| 原文 |
####

中上健次 (池澤夏樹=個人編集 日本文学全集23)
中上健次 (池澤夏樹=個人編集 日本文学全集23) / 感想・レビュー
starbro
池澤夏樹=個人編集 日本文学全集全30巻完読チャレンジを始めました。 https://bookmeter.com/users/512174/bookcases 第一弾は中上健次です。代表作を数作品読んで、著者を理解しようと考えましたが、実は全作家人生をかけて一つの大きな物語を書いていたと言うのにまず驚き、当初の目論見が崩れました。かといって今更全作品を読む時間も気力もないので、数作品ではありますが、「生と性、死、紀州」の作家という理解をし、記憶に留めたいと思います。
2015/04/02
優希
濃厚で読み応えがありました。感想を書くのが難しいくらい凝縮された濃さのある作品です。『鳳仙花』がメインに。生と性の激しい波を母親目線で描いている物語には孤独の影すら感じます。男女から生み出される爛れるような官能と、子供たちが織り成す複雑な風景が印象的でした。独特の世界観と文章は、同時収録の短編にも伺えます。全てを読み終え、中上健次という作家の凄さが突き刺さったような感覚に陥り、鳥肌が立ちました。
2017/07/31
KAZOO
この池澤さん監修の全集を読まなかったら、たぶん中上さんの小説には手を触れなかった気がします。喰わず嫌いというのかほかに読む本がありすぎなのかなのですが。読んでみて日本人の生活の原典のような感じがしました。この巻だけではわからないので少し時間ができたら三部作といわれているのも読む気にはなりました。

####

| 提供データ |
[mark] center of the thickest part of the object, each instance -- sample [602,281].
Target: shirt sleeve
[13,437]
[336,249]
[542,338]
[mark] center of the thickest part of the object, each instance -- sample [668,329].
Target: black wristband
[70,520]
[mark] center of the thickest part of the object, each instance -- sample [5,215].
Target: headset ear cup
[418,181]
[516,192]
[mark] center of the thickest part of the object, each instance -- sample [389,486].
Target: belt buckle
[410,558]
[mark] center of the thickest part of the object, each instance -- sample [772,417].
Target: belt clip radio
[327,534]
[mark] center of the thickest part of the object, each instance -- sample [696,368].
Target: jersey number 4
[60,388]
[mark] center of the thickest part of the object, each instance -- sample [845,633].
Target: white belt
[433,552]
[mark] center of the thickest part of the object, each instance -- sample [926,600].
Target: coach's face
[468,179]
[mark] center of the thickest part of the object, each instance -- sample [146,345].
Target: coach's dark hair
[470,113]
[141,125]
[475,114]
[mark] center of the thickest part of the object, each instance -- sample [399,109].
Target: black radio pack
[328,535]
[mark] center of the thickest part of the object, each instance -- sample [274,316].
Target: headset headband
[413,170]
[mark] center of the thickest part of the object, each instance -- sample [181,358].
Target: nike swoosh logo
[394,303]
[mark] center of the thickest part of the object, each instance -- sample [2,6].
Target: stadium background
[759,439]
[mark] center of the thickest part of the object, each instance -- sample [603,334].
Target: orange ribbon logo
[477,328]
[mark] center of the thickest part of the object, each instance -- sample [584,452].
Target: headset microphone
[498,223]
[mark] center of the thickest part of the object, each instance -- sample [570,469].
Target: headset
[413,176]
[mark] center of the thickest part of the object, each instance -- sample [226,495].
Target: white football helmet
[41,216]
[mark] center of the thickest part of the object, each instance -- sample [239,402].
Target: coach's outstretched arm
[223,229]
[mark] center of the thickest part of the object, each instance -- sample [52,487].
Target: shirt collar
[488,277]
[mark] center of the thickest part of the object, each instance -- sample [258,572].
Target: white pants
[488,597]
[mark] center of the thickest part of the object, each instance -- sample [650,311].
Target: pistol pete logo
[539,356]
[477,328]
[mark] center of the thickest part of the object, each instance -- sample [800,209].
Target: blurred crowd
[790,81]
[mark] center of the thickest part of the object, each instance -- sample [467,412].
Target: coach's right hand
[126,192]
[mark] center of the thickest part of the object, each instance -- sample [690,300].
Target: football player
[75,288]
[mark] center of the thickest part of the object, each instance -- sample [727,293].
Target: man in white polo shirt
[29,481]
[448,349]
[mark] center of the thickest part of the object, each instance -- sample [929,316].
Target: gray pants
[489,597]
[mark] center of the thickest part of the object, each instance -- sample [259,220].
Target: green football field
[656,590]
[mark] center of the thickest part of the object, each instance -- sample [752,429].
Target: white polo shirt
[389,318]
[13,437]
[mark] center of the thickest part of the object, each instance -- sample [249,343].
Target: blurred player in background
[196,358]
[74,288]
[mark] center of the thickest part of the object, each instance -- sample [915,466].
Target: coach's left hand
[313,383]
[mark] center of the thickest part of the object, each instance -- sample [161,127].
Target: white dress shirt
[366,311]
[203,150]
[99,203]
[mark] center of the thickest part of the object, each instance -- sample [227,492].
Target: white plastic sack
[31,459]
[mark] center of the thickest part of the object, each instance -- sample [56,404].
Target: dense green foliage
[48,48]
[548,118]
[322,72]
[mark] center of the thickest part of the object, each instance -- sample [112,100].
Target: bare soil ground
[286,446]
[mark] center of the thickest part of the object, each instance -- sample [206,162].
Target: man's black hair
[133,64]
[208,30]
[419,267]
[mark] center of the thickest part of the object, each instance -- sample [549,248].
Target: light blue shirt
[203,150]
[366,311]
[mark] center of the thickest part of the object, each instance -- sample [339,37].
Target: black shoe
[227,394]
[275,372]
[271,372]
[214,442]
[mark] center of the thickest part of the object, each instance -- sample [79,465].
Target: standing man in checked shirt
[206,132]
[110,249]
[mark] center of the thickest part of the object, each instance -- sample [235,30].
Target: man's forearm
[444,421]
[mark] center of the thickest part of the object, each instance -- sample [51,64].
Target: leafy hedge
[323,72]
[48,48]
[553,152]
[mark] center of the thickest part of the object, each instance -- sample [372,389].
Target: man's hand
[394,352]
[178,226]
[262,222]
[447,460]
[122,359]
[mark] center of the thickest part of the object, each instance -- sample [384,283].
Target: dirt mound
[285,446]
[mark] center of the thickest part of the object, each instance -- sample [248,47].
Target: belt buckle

####

| 課題一覧 |
1. 原文で、優希がこの巻のメインとして挙げている作品は何ですか。
2. 提供データの行のうち、「-- sample [249,343].」を含む行から提供データの末尾までを、両端を含めてそのまま抜き出してください。

| 各課題の解答 |
1. 『鳳仙花』です。

2.
[mark] center of the thickest part of the object, each instance -- sample [249,343].
Target: blurred player in background
[196,358]
[74,288]
[mark] center of the thickest part of the object, each instance -- sample [915,466].
Target: coach's left hand
[313,383]
[mark] center of the thickest part of the object, each instance -- sample [161,127].
Target: white dress shirt
[366,311]
[203,150]
[99,203]
[mark] center of the thickest part of the object, each instance -- sample [227,492].
Target: white plastic sack
[31,459]
[mark] center of the thickest part of the object, each instance -- sample [56,404].
Target: dense green foliage
[48,48]
[548,118]
[322,72]
[mark] center of the thickest part of the object, each instance -- sample [112,100].
Target: bare soil ground
[286,446]
[mark] center of the thickest part of the object, each instance -- sample [206,162].
Target: man's black hair
[133,64]
[208,30]
[419,267]
[mark] center of the thickest part of the object, each instance -- sample [549,248].
Target: light blue shirt
[203,150]
[366,311]
[mark] center of the thickest part of the object, each instance -- sample [339,37].
Target: black shoe
[227,394]
[275,372]
[271,372]
[214,442]
[mark] center of the thickest part of the object, each instance -- sample [79,465].
Target: standing man in checked shirt
[206,132]
[110,249]
[mark] center of the thickest part of the object, each instance -- sample [235,30].
Target: man's forearm
[444,421]
[mark] center of the thickest part of the object, each instance -- sample [51,64].
Target: leafy hedge
[323,72]
[48,48]
[553,152]
[mark] center of the thickest part of the object, each instance -- sample [372,389].
Target: man's hand
[394,352]
[178,226]
[262,222]
[447,460]
[122,359]
[mark] center of the thickest part of the object, each instance -- sample [384,283].
Target: dirt mound
[285,446]
[mark] center of the thickest part of the object, each instance -- sample [248,47].
Target: belt buckle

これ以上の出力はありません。